• _Given passage_:
--- --- ---

|To Russia in Love|
Friday 20th December 2002
We didn't wake up until 8:45am this morning, after a very good night's sleep. I was looking forward to today's itinerary of a visit to the Kremlin, finding the best pizza in Moscow, (now we know where it is!) photographing Red Square at night, and finishing it off with an evening of opera at the Bolshoi Theatre.
We got down to breakfast by 10am and filled our boots. This morning we had the bonus of having the 'egg' chef preparing fried or scrambled egg, or an omelette at your request. I had two fried eggs. Julie commented on how much brighter the yolks were at the Astoria, as these Moscow eggs were a very dull yellow. I convinced myself that they were very unlikely to be free range eggs. They were probably eggs from factory hens that hadn't seen sunlight in their lives, cooped up in their tiny little boxes until they dried up and then executed. Guilt ridden I thought about not eating what egg I had left on my plate, but my solidarity with the chickens didn't last long as I gave in to the pressure of my ravenous stomach!

--- --- ---

• _Given material_:
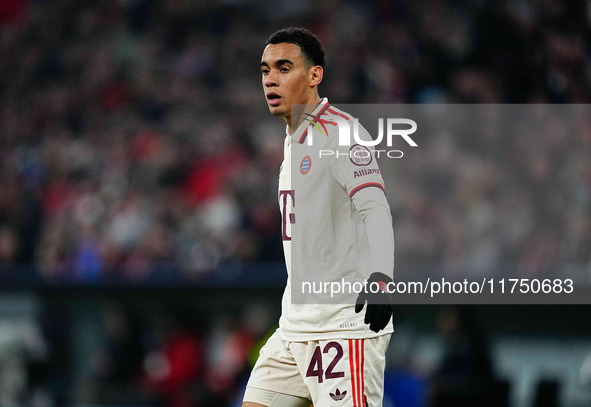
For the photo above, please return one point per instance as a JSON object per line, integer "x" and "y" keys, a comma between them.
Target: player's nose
{"x": 270, "y": 80}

--- --- ---

• _Tasks and exercises_:
a) In the Moscow diary entry, what ways of cooking eggs could the 'egg' chef offer at breakfast?
b) Decide whether each statement agrees with the Moscow diary entry, and back each yes or no with the deciding words quoted from it: (i) The writers reached breakfast by 10am. (ii) Julie found the yolks in Moscow brighter than those at the Astoria. (iii) The writer left the remaining egg on the plate uneaten.
c) Write the next part of the Moscow diary entry, picking up after its final sentence.

• _Answers to the exercises_:
a) Fried or scrambled egg, or an omelette.

b)
(i) Yes: "We got down to breakfast by 10am and filled our boots."
(ii) No: "Julie commented on how much brighter the yolks were at the Astoria, as these Moscow eggs were a very dull yellow."
(iii) No: "my solidarity with the chickens didn't last long as I gave in to the pressure of my ravenous stomach!"

c)
We took our time to digest our food, and I leisurely browsed the Moscow times. It was interesting to read about Putin's televised phone-in. One person asked him why he wore his watch on his right wrist. It was also a fascinating insight when he answered a question about the security measures in Moscow following the Chechen theatre siege. The public wanted to know what they were going to do to stop highly armed terrorists from just waltzing into the city unnoticed. He answered by saying that it would be "impermissible" for a modern capital with 3 million visitors per day to return to the fifties where secret police were patrolling the streets shooting on sight any suspected threat. At least my brush with the authorities only cost me a 1000 roubles and not my life!
I also read that yesterday Nursultan Nazarbayev, the President of Kazakhstan was in town to discuss the Soviet built cosmodrome. It's Russia's only launch pad to send manned flights to space, and with the break up of the Soviet Union the country of Kazakhstan now owned the site. They now lease it back to Russia, and yesterday they wanted to renegotiate the deal.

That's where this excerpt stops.